## PROBLEM DETAILS
Your answer should restate each line of the data below word for word.

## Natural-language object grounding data
........

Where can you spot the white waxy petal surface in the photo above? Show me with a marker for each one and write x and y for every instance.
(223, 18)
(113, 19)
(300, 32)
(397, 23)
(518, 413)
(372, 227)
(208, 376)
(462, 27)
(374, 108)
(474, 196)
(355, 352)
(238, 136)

........

## PROBLEM SOLUTION
Where can you spot the white waxy petal surface in the photo above? Show me with a marker for each one and write x and y for every instance.
(223, 18)
(113, 19)
(300, 32)
(397, 23)
(518, 413)
(372, 227)
(208, 376)
(462, 27)
(374, 108)
(474, 196)
(355, 352)
(238, 136)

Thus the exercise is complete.